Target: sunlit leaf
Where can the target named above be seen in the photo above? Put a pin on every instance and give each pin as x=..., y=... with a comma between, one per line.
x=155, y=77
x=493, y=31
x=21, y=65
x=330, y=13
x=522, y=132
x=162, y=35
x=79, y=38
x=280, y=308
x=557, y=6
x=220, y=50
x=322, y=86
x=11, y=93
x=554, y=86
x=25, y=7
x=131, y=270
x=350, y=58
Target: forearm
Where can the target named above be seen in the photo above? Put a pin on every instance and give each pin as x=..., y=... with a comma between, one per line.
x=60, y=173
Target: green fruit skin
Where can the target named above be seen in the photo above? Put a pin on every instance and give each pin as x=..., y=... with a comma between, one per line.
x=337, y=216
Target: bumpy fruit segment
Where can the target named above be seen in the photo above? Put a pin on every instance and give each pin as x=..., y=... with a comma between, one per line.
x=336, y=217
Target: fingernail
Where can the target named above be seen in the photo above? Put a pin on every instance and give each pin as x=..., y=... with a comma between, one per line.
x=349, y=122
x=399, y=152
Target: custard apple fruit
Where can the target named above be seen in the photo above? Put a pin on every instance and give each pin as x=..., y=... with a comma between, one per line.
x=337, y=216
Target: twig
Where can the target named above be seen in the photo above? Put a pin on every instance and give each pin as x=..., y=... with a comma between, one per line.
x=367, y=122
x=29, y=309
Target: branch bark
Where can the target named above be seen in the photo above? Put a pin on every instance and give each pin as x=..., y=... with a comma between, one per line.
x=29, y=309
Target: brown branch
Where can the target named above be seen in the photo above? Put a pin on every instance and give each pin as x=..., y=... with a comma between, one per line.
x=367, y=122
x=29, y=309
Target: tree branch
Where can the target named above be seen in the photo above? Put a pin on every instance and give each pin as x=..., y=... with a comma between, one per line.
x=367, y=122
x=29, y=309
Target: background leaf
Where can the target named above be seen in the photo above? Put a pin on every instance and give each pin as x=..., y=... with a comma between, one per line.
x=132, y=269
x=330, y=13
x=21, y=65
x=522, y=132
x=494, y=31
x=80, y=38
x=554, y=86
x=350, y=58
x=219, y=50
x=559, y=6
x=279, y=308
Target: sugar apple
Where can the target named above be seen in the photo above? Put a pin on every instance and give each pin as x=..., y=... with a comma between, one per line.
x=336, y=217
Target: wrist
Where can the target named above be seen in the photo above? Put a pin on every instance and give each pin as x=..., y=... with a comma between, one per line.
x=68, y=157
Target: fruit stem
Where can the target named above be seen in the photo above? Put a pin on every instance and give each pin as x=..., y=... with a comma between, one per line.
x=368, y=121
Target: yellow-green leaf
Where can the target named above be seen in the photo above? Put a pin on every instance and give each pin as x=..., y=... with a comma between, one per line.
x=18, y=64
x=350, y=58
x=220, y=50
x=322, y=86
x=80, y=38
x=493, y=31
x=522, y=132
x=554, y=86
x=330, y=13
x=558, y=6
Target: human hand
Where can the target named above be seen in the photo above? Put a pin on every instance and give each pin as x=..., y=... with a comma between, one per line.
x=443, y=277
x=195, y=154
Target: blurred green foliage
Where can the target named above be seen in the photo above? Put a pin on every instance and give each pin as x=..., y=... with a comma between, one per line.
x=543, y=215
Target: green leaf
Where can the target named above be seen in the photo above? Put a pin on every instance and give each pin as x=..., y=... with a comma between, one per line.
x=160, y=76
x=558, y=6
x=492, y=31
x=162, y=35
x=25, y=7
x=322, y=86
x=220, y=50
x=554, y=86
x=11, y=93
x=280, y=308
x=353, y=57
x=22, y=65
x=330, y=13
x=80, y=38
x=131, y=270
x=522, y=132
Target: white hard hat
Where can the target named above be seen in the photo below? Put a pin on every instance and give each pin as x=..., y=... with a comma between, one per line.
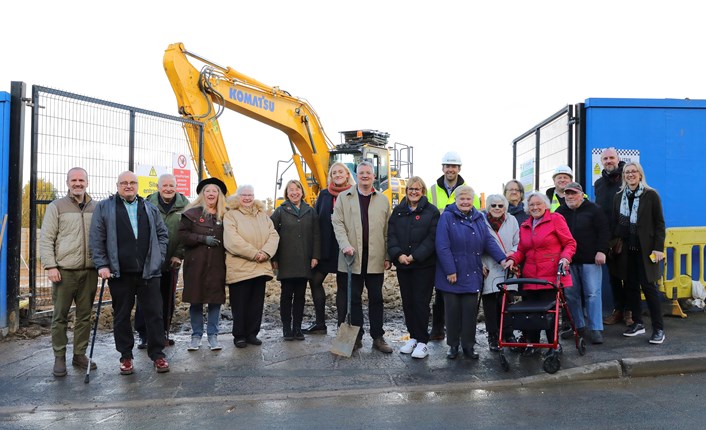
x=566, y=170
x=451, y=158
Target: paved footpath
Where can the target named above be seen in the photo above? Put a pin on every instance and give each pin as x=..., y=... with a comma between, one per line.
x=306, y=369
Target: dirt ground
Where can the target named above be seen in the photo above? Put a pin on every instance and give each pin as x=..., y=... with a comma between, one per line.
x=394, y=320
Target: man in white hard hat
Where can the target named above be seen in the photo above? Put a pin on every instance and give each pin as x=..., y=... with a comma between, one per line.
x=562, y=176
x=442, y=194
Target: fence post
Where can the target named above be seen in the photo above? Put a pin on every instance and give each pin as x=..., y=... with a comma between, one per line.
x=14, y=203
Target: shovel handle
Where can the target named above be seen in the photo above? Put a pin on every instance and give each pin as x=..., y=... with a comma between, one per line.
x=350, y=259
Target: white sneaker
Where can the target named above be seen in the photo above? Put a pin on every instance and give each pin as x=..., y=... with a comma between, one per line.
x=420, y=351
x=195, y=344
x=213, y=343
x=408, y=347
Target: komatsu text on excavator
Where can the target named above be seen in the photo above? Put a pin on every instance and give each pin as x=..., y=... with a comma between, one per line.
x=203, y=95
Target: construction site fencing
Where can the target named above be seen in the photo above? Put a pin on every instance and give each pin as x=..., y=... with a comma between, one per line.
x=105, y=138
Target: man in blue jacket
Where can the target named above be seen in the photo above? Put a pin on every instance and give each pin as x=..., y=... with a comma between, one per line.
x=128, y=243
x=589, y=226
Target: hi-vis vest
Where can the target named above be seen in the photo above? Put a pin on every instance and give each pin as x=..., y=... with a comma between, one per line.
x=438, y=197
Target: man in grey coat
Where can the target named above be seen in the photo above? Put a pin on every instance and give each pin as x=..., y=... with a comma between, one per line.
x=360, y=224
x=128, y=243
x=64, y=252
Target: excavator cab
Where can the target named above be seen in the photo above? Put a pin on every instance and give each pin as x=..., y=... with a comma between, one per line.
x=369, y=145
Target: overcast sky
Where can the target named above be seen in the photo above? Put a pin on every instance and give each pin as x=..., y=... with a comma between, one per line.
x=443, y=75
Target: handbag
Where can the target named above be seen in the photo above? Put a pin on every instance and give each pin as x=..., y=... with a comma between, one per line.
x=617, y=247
____________
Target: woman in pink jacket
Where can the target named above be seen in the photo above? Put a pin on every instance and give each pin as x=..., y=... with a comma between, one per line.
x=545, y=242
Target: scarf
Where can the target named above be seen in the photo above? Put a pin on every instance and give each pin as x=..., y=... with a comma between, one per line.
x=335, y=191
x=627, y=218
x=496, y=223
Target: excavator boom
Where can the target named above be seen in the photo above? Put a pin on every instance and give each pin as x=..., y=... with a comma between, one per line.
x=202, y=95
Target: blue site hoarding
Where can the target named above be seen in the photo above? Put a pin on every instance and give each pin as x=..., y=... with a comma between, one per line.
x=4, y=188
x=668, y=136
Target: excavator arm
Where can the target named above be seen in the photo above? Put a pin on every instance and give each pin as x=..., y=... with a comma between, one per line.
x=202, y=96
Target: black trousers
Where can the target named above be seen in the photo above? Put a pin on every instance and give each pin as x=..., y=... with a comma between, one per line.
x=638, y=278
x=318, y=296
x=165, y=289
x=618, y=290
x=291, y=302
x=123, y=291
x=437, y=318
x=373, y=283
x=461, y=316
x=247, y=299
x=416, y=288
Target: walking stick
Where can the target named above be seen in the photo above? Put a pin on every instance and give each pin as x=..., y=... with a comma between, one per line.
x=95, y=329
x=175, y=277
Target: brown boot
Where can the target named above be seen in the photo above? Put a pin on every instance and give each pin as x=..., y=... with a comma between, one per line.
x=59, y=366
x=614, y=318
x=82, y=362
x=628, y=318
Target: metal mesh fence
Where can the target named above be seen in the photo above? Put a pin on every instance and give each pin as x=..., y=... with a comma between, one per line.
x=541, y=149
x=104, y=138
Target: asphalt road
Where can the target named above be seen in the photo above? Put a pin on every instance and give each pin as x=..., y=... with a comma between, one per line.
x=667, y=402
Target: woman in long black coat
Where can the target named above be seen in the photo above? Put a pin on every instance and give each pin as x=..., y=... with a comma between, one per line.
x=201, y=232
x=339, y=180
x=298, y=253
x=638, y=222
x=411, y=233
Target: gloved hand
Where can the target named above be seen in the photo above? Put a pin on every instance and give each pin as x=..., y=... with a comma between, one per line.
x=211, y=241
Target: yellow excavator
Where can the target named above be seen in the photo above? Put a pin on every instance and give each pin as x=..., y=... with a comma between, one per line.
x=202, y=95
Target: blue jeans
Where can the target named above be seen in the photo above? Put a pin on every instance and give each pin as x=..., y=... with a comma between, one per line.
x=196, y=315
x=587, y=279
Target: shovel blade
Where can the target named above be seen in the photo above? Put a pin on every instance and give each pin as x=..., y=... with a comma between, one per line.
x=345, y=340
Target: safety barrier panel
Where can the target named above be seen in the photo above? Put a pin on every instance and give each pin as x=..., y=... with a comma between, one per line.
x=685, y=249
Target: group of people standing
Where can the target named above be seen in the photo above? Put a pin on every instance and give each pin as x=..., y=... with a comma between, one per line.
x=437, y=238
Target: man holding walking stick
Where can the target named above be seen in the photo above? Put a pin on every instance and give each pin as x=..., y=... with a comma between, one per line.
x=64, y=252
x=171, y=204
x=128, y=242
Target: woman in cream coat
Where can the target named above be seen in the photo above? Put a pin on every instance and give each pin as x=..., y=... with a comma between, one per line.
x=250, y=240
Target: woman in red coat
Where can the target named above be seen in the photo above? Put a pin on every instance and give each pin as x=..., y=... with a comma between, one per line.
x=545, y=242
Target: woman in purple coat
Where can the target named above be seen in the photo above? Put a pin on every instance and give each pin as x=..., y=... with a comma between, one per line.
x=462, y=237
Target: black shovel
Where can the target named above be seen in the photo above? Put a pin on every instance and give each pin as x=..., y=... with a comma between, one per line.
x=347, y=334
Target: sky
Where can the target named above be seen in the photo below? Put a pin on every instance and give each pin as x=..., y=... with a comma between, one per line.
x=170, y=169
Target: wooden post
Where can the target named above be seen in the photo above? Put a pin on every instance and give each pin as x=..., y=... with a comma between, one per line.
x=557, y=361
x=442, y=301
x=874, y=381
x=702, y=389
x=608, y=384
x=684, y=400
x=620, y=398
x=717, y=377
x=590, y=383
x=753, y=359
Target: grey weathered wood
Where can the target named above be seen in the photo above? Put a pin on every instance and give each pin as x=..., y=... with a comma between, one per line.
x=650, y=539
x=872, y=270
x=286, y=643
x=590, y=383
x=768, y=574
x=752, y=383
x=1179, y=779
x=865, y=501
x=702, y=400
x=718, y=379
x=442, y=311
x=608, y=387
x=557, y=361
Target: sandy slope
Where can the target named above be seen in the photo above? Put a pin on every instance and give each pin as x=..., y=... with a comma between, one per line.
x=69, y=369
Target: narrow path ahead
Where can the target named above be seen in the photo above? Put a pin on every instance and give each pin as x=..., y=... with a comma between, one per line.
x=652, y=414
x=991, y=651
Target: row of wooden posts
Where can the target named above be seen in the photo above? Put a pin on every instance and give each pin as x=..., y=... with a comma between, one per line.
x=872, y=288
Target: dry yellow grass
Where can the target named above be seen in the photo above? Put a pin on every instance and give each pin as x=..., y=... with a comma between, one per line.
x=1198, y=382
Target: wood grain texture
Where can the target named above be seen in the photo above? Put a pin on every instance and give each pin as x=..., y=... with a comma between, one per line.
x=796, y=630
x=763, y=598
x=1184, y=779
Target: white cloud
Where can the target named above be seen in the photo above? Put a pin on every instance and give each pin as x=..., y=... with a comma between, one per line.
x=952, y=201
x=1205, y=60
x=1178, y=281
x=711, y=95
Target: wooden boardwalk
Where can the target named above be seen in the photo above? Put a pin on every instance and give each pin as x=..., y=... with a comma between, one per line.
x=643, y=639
____________
- **Your assignment**: Once you reach the line with "Target: sugar apple" in the data above, copy it and every line after it exactly, up to and including the line with "Target: green leaf".

- **Result for this task**:
Target: sugar apple
Where can the target named above be seen in the photo above? Put a pin on every instance and give each pin as x=..., y=... with a comma between, one per line.
x=336, y=217
Target: wrist
Where can the target named above be seen in the photo above? Put a pin on every instance and give each pin as x=..., y=... with a comma between, one per line.
x=68, y=157
Target: fruit stem
Where can the target named above be seen in the photo above? Put a pin on every instance and give each pin as x=..., y=... with a comma between, one per line.
x=368, y=121
Target: yellow-green leaf
Where can the target named above be seen in the photo above? Put a pin on every instance and give each pin as x=..., y=... with a comma between, one per line.
x=18, y=64
x=350, y=58
x=220, y=50
x=322, y=86
x=80, y=38
x=493, y=31
x=522, y=132
x=554, y=86
x=330, y=13
x=558, y=6
Target: human hand
Where can the target named above be seen in the photo above? Put a pin on every instance and give each pin as x=..., y=... with a comma between, one per line.
x=443, y=277
x=195, y=154
Target: blurred green foliage
Where can the target named above be seen in the photo above? Put a pin on every instance and give each pin as x=..., y=... with a comma between, one per line.
x=543, y=215
Target: green leaf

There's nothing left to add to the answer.